+++ Document

The Lion and the Mouse is a lost 1919 American silent drama film produced and released by the Vitagraph Company of America. It was directed by Tom Terriss and based on the famous Charles Klein play. Alice Joyce starred in the film.

Previously filmed in 1914, the story was later remade at the dawn of sound in 1928 by Vitagraph's purchaser Warner Brothers as The Lion and the Mouse with Lionel Barrymore.

Plot
As described in a film magazine, John Burkett Ryder (Randolf), "the richest man in the world," seeks to discredit a judicial decision which works against his financial interests by discrediting its author, Judge Rossmore (Hallam), and has impeachment charges initiated against the judge in Congress. Shirley Rossmore (Joyce), the judge's daughter, learns of her father's trouble and returns from Paris, where she has won success as an author. She is loved by Jefferson Ryder (Nagel), son of the magnet. Determined to force the millionaire's hand, she publishes The American Octopus under a pseudonym with a main character based upon Burkett. He is attracted by the book and brings its author Shirley, whom he knows as Sarah Green, into his home to write his biography. She uses this opportunity as the chance to obtain two letters that will clear her father's name. Jefferson aids her in obtaining the documents, but is discovered and denounced as a thief. Shirley cannot allow the man she loves so branded, so she reveals her identity. The millionaire "lion" had already been won over by the charm of the "mouse," so there is a happy resolution.

++++++

■ Your instructions:
Answer these questions from the film article:
(a) Who directed the 1919 film?
(b) Which studio made the 1928 remake of the story?
(c) By what name does John Burkett Ryder know Shirley when he brings her into his home?

+++ Excerpted records

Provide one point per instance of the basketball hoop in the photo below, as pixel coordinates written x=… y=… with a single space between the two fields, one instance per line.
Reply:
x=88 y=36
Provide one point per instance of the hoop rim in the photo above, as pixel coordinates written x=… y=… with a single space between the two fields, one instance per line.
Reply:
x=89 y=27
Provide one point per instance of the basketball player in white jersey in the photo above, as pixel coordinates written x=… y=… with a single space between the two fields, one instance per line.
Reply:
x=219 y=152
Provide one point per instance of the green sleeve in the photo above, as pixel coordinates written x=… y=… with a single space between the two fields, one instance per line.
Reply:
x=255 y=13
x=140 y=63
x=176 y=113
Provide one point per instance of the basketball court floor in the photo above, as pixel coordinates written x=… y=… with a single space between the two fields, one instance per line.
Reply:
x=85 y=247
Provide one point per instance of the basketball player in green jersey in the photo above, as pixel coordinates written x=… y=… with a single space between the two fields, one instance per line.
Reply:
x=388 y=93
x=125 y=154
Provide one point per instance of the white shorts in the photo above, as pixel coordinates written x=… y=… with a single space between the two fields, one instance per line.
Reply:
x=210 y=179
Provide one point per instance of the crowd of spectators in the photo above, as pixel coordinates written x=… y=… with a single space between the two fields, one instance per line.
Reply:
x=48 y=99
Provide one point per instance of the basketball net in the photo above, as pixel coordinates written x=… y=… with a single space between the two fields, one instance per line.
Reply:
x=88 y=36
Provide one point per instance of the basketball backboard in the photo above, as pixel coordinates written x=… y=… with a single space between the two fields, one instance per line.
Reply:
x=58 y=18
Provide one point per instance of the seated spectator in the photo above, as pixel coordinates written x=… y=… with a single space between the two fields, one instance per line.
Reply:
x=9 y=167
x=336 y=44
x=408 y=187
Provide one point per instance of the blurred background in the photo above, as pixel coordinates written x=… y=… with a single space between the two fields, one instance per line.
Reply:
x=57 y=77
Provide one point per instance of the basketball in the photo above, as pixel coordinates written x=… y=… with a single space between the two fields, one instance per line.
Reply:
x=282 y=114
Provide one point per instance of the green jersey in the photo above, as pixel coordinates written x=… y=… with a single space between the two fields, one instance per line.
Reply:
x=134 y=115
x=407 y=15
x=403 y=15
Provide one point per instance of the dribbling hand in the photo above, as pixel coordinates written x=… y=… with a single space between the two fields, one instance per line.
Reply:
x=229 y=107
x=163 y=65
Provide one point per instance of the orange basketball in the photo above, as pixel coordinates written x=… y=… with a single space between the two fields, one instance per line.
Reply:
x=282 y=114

++++++

■ Written reply:
(a) Tom Terriss
(b) Warner Brothers
(c) Sarah Green